I wasn't able to fall back asleep, so we drove to the Golden Apple and ate breakfast. Now I am back, in my PJ's and happy.

Its really just a day distraction from the crap I have to deal with once the "work week" (haha) resumes.

14 January 2004

The " Don't Know Until You Try " Entry
Date: 1.14.04
Climate: We missed the blizzard:)
Eating: Carrots and hummus
Drinking: Water
Feeling: Prospective
Listening to: TAL==amnesia
Watching: the OC--god I love it.
Reading: Newcity: top ten Chicagoans we love to hate...Ira made the list:( --Why cruel world, why?

So today I trained with Cindy, my new best friend at Dappers. All I can say is working here is going to be like nothing I have ever done. All of the women have at least ten years on me age wise, most chain smoke, and you should see the outfits you have to wear: stockings (or pantyhose as some call it), white socks, white shoes. White collared shirt. And this black apron like dress thing.
Hair has to be in either a ponytail or a bun at all times.
I just am laughing at this really. I don't think it will be that hard, and I don't mean to get ahead of myself but its just multi tasking, remembering things, and being attentive and nice. Since the nicer you are = the better tip, I am laying on the charm.
So the plan is this...
Once I get fully trained at Dappers, work there from six am to eleven am. Drive to the Union. Work from noon to eight at night. Repeat, M-F.
I don't really want to do either job but I can't afford to be picky any more. Sure, I may end up dead in a crack house on the South side (Sergio said a cop stopped him after he got done talking to a member in a particular house, and tried to arrest him for buying crack. Sergio said "I work for the union." The Cop: "Prove it. All the traffic I ever see is people buying drugs: this house is notorious for it.")
Great.
I may die of exhaustion before I get raped or killed: I'll have to be awake from about five until ten every day, but i need to make money and the jobs I thought I was qualified for, aka mindless office work, I apparently as we have all seen, am not.
I did get another email today for an interview on the twenty eighth. I am going but my hopes aren't high at all. I just can't take this rejection anymore, really.
And so it goes.
Tomorrow I start studying for the lsat some more. And friday is the designated "Cherie has reckless fun day"-- Eddie and I are going to Smartbar that evening, where I will proceed to drink lots of Absolut vodka on the rocks (currant or vanilla, I love them equally), dance, dress in little skirts, high heels, with lots of earrings and bracelets...pretend its 1984.
I love it.
I figure, its a last hurrah before I start this job(s).
I watched the OC tonight: I do like that show. I suppose its just another glorified depiction of the ideal American life: but you have money and lots of it. Why not? Who wants meager humble beginnings like that Dawson's Creek crap if you can have foreign cars, beautiful scenary, large houses, pools, hot tubs, gorgeous offspring and attractive married and happy couples?
Its like a part soap opera, part teen drama.
I think thats what I will from now on shoot for: riches and true family values.
...haha.

== TASKS TO CARRY OUT ==
**1.** Reproduce the portion of the journal entry starting with "So the plan" and going on through "night. Repeat, M-F.".
**2.** Summarize the journal entry in two sentences.
**3.** According to the journal entry, where are Eddie and the writer going on Friday evening?
Answer using only the journal entry.

== ENTRIES ==

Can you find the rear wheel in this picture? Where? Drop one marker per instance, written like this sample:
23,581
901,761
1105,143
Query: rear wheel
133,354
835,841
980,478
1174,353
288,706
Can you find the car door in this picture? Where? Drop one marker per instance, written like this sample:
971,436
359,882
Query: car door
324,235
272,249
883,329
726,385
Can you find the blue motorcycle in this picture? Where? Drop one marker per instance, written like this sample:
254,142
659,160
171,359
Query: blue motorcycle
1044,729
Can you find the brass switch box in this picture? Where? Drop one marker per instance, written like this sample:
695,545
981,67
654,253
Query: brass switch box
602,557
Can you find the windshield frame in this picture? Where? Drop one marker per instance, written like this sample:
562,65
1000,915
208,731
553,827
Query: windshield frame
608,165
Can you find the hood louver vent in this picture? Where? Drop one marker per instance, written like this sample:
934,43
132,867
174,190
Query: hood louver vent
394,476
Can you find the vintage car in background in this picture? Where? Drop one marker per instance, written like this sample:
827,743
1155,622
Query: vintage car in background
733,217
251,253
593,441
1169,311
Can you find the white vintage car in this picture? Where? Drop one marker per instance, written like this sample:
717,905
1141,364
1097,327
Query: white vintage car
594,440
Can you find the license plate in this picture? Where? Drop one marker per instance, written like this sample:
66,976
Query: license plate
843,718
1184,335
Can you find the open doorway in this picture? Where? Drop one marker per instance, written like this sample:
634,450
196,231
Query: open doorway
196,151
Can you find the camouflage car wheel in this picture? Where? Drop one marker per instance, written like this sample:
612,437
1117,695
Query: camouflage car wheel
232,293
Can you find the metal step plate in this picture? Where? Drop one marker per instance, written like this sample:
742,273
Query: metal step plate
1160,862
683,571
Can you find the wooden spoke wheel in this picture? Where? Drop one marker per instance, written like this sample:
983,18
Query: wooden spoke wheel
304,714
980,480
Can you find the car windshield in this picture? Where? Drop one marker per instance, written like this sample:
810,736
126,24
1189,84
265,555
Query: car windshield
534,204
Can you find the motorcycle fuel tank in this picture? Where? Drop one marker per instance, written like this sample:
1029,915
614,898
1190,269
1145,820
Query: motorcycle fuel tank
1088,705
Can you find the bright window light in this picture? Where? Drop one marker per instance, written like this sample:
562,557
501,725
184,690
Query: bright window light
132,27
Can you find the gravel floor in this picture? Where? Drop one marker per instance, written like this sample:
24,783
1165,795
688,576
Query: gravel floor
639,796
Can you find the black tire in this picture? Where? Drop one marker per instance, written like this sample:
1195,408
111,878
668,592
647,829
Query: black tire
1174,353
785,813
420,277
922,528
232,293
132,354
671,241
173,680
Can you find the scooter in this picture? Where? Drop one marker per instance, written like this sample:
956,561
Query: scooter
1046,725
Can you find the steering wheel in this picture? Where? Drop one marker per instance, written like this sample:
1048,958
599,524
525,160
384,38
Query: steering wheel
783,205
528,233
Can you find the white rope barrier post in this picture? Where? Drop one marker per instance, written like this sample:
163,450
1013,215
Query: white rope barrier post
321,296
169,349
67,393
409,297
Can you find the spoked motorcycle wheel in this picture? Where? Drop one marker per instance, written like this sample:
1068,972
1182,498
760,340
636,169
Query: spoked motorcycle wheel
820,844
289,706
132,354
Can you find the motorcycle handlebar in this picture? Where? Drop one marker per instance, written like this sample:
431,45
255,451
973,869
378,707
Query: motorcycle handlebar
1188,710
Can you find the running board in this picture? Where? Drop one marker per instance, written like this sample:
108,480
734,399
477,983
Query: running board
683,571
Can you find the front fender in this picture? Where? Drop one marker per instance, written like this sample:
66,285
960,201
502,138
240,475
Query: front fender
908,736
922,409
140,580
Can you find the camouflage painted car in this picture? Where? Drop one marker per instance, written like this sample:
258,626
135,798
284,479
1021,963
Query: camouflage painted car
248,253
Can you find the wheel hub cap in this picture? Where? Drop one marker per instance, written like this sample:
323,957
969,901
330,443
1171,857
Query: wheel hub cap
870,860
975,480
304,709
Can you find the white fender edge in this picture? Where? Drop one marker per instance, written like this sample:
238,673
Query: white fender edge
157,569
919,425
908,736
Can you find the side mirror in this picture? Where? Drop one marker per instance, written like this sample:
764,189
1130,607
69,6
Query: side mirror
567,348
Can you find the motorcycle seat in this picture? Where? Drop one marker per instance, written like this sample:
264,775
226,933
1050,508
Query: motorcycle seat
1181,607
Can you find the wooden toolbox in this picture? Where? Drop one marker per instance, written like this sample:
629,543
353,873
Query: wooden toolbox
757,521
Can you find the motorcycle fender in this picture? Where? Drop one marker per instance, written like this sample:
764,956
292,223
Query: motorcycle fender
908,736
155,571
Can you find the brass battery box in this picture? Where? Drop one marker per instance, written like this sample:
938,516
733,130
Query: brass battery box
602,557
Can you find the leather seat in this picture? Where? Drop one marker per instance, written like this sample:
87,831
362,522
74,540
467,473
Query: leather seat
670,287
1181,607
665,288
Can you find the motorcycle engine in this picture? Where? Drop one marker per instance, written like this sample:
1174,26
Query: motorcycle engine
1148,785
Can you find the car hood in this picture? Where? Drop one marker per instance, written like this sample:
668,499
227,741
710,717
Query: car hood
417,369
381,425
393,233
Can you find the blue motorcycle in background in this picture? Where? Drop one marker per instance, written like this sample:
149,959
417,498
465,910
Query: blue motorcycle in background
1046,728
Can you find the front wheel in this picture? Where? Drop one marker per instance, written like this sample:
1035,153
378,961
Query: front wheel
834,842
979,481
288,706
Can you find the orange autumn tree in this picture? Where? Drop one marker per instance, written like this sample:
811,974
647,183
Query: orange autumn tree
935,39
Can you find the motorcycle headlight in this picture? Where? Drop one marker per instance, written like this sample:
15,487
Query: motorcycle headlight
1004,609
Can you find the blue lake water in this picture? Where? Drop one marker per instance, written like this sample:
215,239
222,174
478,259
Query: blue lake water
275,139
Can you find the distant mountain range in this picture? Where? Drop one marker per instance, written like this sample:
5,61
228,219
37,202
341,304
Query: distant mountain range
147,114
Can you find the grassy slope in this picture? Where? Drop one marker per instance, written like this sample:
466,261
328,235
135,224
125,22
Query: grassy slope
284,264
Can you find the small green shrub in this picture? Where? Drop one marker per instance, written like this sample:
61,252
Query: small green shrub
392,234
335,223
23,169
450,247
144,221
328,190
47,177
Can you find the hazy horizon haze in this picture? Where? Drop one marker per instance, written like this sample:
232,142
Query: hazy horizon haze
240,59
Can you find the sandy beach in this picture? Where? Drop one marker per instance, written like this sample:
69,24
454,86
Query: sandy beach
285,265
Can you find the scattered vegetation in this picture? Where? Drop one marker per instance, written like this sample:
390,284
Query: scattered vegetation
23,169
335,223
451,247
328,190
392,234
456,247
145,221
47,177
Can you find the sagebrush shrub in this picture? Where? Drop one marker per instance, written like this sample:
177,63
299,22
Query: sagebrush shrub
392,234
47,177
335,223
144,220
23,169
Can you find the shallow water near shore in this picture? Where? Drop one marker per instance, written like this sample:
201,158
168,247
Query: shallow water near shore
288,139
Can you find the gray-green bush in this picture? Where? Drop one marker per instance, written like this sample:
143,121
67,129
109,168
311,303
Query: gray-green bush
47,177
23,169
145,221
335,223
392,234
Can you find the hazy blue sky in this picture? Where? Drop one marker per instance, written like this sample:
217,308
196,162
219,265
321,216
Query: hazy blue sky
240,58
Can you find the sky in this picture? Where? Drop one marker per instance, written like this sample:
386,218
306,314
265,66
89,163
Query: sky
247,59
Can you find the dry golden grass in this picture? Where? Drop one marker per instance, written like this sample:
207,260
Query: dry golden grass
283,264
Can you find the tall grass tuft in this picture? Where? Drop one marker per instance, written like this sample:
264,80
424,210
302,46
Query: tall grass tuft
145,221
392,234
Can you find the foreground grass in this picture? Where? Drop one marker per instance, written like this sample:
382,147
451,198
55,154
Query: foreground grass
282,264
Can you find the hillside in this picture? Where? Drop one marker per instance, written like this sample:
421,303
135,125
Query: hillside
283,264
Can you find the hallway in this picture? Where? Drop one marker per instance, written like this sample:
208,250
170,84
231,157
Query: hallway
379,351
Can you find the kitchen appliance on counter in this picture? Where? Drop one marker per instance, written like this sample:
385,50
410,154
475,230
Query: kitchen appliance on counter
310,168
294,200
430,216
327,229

== WORKED ANSWERS ==
**1.**
So the plan is this...
Once I get fully trained at Dappers, work there from six am to eleven am. Drive to the Union. Work from noon to eight at night. Repeat, M-F.

**2.** After training at Dappers, which requires a uniform and tied-back hair, the writer plans to work there from six to eleven in the morning and then at the Union from noon to eight at night, Monday through Friday, out of a need for money. The writer has little hope for an interview on the twenty-eighth after repeated rejection, and plans more LSAT study and a Friday night at Smartbar as a last hurrah before the jobs begin.

**3.** Smartbar.